Angespannte Erwartung lag in der Luft, als Polizeihauptkommissar Peter Béfort die Bühne betrat und die ca. 120 Schülerinnen und Schülern der Jahrgangsstufe 11 (Q1) begrüßte, die sich im Pädagogischen Zentrum des Wittekind-Gymnasiums versammelt hatten. Er berichtete von der Schwierigkeit, einen Einstieg in diese Veranstaltung zu finden. Denn eigentlich habe er „keinen Bock mehr darauf“. Schließlich ginge es an diesem Morgen um viele Dinge, die er nicht mehr hören, nicht mehr erzählen möchte.

Anders als am Computer könne man eigene, schlimme Erlebnisse nicht einfach löschen, so Béfort weiter, der diese Ansicht mit den anderen Vortragenden teilte. „Aber wir tun das für euch, damit euch nicht das passiert, was wir hier heute zeigen.“, schloss der Polizeihauptkommissar seine Begrüßung und startete eine eindrückliche, aber zugleich beklemmende Präsentation.

Untermalt wurde sie von einem Song des Rappers Jo Riller, der darin ebenfalls eigene Erlebnisse verarbeitet. „Kannst du die Kreuze an den Bäumen sehen? Willst du so dein Leben beenden, die schönste Zeit deines Lebens verschwenden?“, sang der Berliner Musiker während Fotos von Unfällen in der Region mit völlig zerstörten Fahrzeugen gezeigt wurden. Schrecklich sich vorzustellen, was mit deren Insassen passiert ist. Die drastische Präsentation gehört zum Programm „Crash Kurs NRW Realität erfahren. Echt hart.“, das in Zusammenarbeit mit der für Suchtprävention zuständigen Lehrerin Andrea Wuttig kürzlich am Wittekind-Gymnasium umgesetzt wurde. Das Präventionsprojekt setzt darauf, Jugendliche durch authentische Bilder von Unfällen und Berichte betroffener Einsatzkräfte und Angehöriger emotional anzusprechen und aufzurütteln. So schilderten an diesem Vormittag Polizistin Ulrike Hoffmann, die Notärzte Kirsten Köster und Markus Fisahn, Sigrid Möller als Mutter eines Unfallopfers und Notfallseelsorger Daniel Brüll sowie als Moderator Polizeihauptkommissar Peter Béfort ihre persönlichen Erlebnisse. Ganz bewusst hatten sie Unfälle mit jugendlichen Opfern, einige davon Fahranfänger, ausgewählt.

+ + + + +

▶ _Deine Aufgabe A_: Gib aus den Datensätzen den Abschnitt von der Zeile mit „Spot every instance of the cone-shaped“ bis einschließlich zum Ende der Datensätze unverändert aus.

+ + + + +

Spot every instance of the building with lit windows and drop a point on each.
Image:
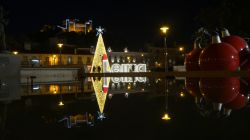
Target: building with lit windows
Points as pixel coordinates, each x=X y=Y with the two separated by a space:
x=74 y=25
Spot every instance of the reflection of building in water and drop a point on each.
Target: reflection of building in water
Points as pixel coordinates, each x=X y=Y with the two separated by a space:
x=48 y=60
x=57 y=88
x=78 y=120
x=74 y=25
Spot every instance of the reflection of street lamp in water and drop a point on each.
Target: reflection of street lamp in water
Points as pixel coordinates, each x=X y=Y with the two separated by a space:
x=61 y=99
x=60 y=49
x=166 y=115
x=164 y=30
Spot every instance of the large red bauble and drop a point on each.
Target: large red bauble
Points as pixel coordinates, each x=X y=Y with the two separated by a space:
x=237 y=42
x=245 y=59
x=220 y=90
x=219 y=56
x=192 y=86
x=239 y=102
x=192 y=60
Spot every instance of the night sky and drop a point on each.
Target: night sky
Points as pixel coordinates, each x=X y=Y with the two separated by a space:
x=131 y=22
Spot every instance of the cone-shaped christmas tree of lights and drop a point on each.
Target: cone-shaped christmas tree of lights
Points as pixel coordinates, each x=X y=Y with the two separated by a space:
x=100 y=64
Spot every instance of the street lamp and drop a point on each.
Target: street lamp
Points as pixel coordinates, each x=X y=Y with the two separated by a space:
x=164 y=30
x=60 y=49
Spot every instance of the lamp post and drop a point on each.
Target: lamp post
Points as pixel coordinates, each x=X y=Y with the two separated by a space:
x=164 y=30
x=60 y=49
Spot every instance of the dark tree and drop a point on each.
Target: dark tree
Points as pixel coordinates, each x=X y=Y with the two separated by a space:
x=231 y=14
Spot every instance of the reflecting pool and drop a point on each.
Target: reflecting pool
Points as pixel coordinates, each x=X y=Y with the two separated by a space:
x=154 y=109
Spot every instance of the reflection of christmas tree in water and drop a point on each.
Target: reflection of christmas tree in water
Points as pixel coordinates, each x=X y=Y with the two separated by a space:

+ + + + +

▶ _Deine Aufgabe B_:
Beantworte kurz diese Fragen zum Lesetext:
(i) Wie viele Schülerinnen und Schüler hatten sich ungefähr im Pädagogischen Zentrum versammelt?
(ii) Von welchem Rapper stammt der Song, der die Präsentation untermalte?
(iii) Welche Lehrerin ist für Suchtprävention zuständig?

▶ _Richtige Lösung A_:
Spot every instance of the cone-shaped christmas tree of lights and drop a point on each.
Target: cone-shaped christmas tree of lights
Points as pixel coordinates, each x=X y=Y with the two separated by a space:
x=100 y=64
Spot every instance of the street lamp and drop a point on each.
Target: street lamp
Points as pixel coordinates, each x=X y=Y with the two separated by a space:
x=164 y=30
x=60 y=49
Spot every instance of the lamp post and drop a point on each.
Target: lamp post
Points as pixel coordinates, each x=X y=Y with the two separated by a space:
x=164 y=30
x=60 y=49
Spot every instance of the dark tree and drop a point on each.
Target: dark tree
Points as pixel coordinates, each x=X y=Y with the two separated by a space:
x=231 y=14
Spot every instance of the reflecting pool and drop a point on each.
Target: reflecting pool
Points as pixel coordinates, each x=X y=Y with the two separated by a space:
x=154 y=109
Spot every instance of the reflection of christmas tree in water and drop a point on each.
Target: reflection of christmas tree in water
Points as pixel coordinates, each x=X y=Y with the two separated by a space:

▶ _Richtige Lösung B_:
(i) Ungefähr 120
(ii) Jo Riller
(iii) Andrea Wuttig